■ GIVEN INSTRUCTION
Starting with the first line of the material and going on through the line with "(294, 417), (333, 433)", swap "off-road tire" for "all-terrain tire" and write out those lines again with everything else left as it is.

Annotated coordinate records

* * * * * * * * *

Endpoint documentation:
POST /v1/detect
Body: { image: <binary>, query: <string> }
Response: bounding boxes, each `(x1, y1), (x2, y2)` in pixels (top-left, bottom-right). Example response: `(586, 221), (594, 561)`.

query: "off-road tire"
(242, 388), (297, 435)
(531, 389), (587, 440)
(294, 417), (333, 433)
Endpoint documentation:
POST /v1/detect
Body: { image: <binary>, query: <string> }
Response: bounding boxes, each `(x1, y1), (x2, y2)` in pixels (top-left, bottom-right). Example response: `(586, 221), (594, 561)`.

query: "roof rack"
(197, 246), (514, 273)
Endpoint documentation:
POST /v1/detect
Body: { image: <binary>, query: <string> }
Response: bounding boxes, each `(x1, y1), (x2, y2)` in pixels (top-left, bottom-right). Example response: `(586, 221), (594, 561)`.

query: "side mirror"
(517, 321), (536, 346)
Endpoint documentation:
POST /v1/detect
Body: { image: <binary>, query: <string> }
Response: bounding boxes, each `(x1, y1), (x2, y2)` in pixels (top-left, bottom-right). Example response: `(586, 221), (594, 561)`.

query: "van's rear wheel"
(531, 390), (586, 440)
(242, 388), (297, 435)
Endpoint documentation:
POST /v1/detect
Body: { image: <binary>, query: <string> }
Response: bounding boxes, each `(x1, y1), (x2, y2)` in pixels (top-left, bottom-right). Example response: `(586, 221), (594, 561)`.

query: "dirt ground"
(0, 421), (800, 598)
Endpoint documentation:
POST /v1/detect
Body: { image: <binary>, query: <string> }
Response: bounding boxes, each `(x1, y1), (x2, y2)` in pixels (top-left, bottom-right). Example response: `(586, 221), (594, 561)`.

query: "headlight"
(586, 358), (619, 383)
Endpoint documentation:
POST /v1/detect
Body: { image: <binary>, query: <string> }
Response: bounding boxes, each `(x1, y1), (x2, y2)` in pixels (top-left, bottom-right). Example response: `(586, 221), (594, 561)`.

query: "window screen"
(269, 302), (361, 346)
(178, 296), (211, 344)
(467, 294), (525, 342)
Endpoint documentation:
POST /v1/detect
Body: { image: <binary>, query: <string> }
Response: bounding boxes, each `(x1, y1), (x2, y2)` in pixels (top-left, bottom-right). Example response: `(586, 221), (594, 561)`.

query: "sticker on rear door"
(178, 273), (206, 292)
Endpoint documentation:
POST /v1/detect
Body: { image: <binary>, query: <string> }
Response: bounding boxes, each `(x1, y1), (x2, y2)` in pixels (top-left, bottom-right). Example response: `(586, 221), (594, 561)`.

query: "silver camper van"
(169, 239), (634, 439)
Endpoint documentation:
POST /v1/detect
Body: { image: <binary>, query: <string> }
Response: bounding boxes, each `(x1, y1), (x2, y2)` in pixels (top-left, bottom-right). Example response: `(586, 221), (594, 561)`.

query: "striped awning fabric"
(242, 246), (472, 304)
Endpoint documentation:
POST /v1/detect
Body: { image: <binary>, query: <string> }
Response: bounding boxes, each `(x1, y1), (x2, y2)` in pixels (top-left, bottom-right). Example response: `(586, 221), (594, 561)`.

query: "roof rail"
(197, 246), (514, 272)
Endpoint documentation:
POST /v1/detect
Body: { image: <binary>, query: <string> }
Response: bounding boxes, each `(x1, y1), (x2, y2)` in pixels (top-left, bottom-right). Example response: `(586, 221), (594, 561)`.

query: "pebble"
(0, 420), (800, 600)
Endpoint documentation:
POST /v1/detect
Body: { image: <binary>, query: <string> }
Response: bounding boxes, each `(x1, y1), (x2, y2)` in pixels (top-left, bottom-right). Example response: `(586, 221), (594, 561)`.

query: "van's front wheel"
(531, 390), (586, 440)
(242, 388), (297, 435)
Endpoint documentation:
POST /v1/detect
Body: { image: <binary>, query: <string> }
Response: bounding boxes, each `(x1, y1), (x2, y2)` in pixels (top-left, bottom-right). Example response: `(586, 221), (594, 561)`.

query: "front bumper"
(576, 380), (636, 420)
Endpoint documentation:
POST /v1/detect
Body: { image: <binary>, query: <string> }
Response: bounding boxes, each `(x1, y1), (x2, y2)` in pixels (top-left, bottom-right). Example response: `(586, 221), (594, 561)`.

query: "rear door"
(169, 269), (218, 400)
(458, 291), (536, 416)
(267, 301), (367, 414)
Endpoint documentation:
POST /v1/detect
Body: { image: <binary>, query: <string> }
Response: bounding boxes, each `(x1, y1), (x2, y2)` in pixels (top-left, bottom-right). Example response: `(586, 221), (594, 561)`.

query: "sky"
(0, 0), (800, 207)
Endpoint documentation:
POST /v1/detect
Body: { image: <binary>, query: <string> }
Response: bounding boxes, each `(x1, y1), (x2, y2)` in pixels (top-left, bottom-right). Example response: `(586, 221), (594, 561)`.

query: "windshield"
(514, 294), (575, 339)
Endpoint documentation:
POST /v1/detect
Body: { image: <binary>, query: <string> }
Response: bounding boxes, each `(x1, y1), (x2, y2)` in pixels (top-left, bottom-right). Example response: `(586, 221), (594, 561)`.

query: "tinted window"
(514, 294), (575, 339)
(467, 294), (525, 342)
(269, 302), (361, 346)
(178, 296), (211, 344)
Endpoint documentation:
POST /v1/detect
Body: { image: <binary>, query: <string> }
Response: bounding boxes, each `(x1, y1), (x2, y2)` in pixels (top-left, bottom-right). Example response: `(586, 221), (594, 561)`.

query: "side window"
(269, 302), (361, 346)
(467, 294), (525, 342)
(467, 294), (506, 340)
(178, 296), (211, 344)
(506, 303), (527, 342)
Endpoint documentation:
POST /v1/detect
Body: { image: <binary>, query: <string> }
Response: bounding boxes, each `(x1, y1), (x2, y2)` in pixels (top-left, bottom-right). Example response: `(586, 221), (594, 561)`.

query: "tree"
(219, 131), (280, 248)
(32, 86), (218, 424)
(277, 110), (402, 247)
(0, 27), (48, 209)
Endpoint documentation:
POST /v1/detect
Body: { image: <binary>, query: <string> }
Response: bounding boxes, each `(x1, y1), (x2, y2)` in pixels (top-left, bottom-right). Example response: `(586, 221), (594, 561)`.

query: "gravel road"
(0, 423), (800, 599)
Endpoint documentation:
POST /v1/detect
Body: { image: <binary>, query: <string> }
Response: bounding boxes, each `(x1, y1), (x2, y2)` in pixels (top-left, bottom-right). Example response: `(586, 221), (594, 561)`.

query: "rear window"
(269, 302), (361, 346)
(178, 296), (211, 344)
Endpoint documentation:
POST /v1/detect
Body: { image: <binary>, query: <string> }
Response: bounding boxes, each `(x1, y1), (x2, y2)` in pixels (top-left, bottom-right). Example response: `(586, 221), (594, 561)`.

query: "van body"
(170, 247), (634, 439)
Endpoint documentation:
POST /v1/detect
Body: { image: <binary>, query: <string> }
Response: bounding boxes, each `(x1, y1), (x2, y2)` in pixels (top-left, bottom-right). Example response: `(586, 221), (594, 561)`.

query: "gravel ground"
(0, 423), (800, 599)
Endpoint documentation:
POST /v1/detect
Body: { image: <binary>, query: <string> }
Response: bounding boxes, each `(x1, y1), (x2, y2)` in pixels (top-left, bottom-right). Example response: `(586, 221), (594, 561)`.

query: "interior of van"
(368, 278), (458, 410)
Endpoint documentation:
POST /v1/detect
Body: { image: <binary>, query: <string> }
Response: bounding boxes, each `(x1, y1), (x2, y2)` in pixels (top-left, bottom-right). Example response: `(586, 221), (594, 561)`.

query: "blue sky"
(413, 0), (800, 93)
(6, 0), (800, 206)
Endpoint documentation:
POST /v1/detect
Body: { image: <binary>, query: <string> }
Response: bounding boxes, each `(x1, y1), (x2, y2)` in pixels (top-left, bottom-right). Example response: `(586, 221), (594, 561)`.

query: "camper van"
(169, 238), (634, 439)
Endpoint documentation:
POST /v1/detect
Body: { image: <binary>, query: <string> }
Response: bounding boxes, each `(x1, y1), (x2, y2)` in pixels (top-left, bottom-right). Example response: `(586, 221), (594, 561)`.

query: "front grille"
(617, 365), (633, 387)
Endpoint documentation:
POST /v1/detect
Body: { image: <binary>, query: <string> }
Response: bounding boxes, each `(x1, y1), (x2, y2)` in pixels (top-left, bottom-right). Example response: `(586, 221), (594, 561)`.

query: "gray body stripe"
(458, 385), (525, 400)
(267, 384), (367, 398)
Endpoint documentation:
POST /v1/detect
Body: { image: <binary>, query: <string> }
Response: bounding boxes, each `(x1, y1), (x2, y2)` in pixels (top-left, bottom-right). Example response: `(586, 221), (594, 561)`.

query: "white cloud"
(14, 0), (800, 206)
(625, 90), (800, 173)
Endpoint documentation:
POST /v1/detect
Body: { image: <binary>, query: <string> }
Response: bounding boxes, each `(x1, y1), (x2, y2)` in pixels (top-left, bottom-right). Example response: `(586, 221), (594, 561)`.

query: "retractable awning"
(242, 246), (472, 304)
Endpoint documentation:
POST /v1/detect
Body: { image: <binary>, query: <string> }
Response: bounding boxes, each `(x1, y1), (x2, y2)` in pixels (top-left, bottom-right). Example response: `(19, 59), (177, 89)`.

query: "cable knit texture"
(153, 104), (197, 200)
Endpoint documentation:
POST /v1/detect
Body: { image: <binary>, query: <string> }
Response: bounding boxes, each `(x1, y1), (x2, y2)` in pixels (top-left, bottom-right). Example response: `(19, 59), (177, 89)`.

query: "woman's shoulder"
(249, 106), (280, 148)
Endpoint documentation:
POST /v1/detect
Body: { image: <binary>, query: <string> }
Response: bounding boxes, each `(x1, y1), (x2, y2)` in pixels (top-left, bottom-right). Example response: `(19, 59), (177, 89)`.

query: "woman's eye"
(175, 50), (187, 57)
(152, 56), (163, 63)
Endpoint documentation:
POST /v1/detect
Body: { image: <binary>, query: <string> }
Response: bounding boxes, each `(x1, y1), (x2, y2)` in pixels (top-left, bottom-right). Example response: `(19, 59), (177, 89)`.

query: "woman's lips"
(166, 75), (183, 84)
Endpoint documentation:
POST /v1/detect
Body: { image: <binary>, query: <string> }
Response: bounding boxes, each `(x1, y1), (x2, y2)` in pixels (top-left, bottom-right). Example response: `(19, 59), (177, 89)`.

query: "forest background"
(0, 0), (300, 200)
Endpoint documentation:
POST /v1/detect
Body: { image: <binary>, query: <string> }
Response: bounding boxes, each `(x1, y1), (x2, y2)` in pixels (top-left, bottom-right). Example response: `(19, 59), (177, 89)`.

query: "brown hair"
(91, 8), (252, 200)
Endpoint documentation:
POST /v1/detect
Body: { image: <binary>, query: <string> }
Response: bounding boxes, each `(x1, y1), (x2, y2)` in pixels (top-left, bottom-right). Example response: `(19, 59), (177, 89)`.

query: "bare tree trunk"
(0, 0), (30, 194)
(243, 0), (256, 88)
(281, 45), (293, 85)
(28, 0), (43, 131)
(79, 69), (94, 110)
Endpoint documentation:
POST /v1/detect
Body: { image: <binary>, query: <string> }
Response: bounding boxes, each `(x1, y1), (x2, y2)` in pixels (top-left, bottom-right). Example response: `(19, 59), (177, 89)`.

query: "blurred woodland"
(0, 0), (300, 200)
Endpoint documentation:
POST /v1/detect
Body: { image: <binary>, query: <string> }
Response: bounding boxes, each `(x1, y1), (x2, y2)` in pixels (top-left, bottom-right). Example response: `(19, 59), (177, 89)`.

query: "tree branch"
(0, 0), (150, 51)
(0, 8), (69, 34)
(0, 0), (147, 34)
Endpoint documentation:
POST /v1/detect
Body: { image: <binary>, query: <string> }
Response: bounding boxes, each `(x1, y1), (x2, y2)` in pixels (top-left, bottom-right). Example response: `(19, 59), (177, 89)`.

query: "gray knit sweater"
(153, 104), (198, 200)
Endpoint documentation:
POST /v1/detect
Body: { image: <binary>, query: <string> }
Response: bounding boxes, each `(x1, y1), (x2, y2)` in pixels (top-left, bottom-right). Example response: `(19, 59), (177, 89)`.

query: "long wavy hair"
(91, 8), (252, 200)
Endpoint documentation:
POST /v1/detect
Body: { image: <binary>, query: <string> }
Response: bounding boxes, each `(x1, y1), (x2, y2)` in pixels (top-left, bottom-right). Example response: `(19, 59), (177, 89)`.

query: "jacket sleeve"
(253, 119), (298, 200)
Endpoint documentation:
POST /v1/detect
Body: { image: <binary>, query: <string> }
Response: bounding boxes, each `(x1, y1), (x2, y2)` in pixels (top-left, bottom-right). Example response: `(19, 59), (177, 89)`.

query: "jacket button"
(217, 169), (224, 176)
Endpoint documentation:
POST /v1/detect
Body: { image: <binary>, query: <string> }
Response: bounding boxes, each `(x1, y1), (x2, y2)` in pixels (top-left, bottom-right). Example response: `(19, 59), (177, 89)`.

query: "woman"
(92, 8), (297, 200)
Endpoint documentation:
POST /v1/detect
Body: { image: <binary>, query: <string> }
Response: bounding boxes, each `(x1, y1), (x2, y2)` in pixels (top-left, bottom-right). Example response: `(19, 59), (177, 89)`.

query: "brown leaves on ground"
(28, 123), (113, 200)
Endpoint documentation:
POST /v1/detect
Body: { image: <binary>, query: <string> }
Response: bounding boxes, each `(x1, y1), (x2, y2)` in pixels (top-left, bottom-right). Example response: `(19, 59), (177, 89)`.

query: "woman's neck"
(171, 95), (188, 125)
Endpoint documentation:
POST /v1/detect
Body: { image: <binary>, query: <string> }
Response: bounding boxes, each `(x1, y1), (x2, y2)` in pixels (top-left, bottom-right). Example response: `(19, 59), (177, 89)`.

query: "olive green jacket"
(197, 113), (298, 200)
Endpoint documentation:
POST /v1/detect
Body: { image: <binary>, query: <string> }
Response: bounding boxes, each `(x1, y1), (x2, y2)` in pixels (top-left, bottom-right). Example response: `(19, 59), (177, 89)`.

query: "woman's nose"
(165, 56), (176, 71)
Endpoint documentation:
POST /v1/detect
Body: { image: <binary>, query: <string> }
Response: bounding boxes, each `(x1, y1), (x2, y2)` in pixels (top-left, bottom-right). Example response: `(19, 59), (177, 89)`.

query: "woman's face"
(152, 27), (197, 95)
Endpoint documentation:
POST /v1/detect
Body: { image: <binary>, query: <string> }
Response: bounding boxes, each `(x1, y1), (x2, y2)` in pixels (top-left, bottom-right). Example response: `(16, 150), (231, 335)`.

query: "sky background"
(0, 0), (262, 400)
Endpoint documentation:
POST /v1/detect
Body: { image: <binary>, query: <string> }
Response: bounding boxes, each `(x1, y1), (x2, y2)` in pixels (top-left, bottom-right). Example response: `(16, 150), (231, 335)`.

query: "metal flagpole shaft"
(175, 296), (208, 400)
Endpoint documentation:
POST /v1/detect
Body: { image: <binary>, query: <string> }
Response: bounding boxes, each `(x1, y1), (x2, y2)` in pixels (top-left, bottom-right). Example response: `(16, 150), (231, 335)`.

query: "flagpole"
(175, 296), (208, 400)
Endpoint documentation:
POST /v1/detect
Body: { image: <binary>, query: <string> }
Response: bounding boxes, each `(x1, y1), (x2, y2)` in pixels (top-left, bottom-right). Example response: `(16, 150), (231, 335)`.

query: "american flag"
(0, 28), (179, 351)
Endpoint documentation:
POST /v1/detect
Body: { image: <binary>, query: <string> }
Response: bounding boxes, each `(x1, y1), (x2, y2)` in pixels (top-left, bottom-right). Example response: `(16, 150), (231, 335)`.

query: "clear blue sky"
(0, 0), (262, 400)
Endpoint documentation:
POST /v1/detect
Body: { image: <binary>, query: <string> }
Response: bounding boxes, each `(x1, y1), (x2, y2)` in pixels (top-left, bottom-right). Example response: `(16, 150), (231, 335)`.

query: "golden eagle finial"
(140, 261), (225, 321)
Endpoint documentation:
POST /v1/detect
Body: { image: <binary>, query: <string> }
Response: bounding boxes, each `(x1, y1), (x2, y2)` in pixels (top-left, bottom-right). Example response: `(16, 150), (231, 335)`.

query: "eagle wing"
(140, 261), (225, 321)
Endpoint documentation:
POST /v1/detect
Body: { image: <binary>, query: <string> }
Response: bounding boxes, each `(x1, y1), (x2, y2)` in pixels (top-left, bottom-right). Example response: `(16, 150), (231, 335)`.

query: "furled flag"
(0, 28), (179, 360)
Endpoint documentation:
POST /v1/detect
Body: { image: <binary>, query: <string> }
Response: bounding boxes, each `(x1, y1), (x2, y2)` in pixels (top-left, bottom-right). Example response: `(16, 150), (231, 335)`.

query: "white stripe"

* * * * * * * * *

■ FINISHED ANSWER
Endpoint documentation:
POST /v1/detect
Body: { image: <binary>, query: <string> }
Response: bounding boxes, each `(x1, y1), (x2, y2)` in pixels (top-left, bottom-right). Example response: `(586, 221), (594, 561)`.

query: "all-terrain tire"
(242, 388), (297, 435)
(531, 389), (587, 440)
(294, 417), (333, 433)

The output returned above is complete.